=== Data excerpts ===
______________________________

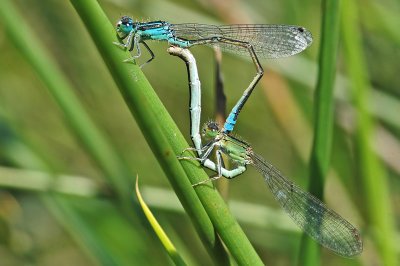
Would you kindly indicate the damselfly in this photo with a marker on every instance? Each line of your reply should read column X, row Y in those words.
column 309, row 213
column 256, row 40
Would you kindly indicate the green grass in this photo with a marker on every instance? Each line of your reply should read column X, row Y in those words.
column 62, row 117
column 323, row 119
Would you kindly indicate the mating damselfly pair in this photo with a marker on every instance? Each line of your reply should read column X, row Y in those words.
column 268, row 41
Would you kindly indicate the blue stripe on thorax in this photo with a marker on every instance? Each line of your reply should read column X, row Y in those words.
column 230, row 121
column 160, row 31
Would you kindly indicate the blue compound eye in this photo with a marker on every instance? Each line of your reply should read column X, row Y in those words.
column 125, row 25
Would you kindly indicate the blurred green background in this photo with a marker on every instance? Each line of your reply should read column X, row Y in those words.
column 48, row 224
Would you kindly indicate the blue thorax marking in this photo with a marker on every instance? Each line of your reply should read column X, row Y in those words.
column 160, row 31
column 230, row 122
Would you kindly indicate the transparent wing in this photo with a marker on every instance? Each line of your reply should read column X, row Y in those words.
column 268, row 41
column 313, row 216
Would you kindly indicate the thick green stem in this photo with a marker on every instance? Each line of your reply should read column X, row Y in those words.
column 374, row 185
column 166, row 141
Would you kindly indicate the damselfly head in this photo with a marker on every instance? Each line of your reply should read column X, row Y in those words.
column 210, row 130
column 125, row 25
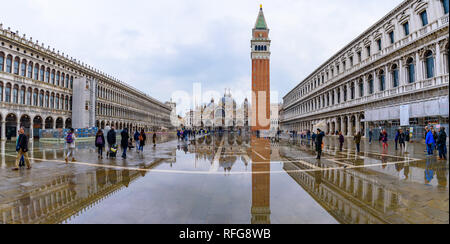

______________________________

=== What you should do ===
Can you restate all the records above word for word while dropping the pictures?

=== Reply to the task ===
Would you kindly indicate the damselfly in this photo with a marker on every instance? Each line of your reply should read column X, row Y in those words.
column 309, row 213
column 256, row 40
Would you kindly indicate the green grass in this photo with a marker on every instance? Each line of your reply should read column X, row Y in those words.
column 62, row 117
column 323, row 119
Would you kindly indicate the mating damselfly pair in this photo with a marker on every instance? Each line of your reply should read column X, row Y in those words.
column 268, row 41
Would you kindly indicate the blue stripe on thorax in this photo with a marker on every instance? Each line of your reply should read column X, row Y in those words.
column 230, row 121
column 160, row 31
Would you kindly indicate the blue compound eye in this photo with a marker on every instance? Each line of your reply should read column X, row Y in those words.
column 125, row 25
Would you kindly indicate the blurred green background in this photo with a marker on every instance? Each line of your reply should read column X, row Y in those words.
column 48, row 224
Would you kindly indicate the blue thorax marking in this photo with a marker on every instance? Each line of your reply should read column X, row Y in those words.
column 160, row 31
column 230, row 122
Would you kindly indicate the transparent wing in this photo with a marker on every instance? Each line of your reply should read column X, row Y in those words.
column 268, row 41
column 313, row 216
Would you kindly indicate the thick green stem in this photo with a marker on every instance? Each line of your reply should read column X, row Y in those words.
column 374, row 185
column 166, row 141
Would you kindly indicate the damselfly head in this photo with a marker on every instance? Each line of your reply should read column X, row Y in those words.
column 210, row 130
column 125, row 25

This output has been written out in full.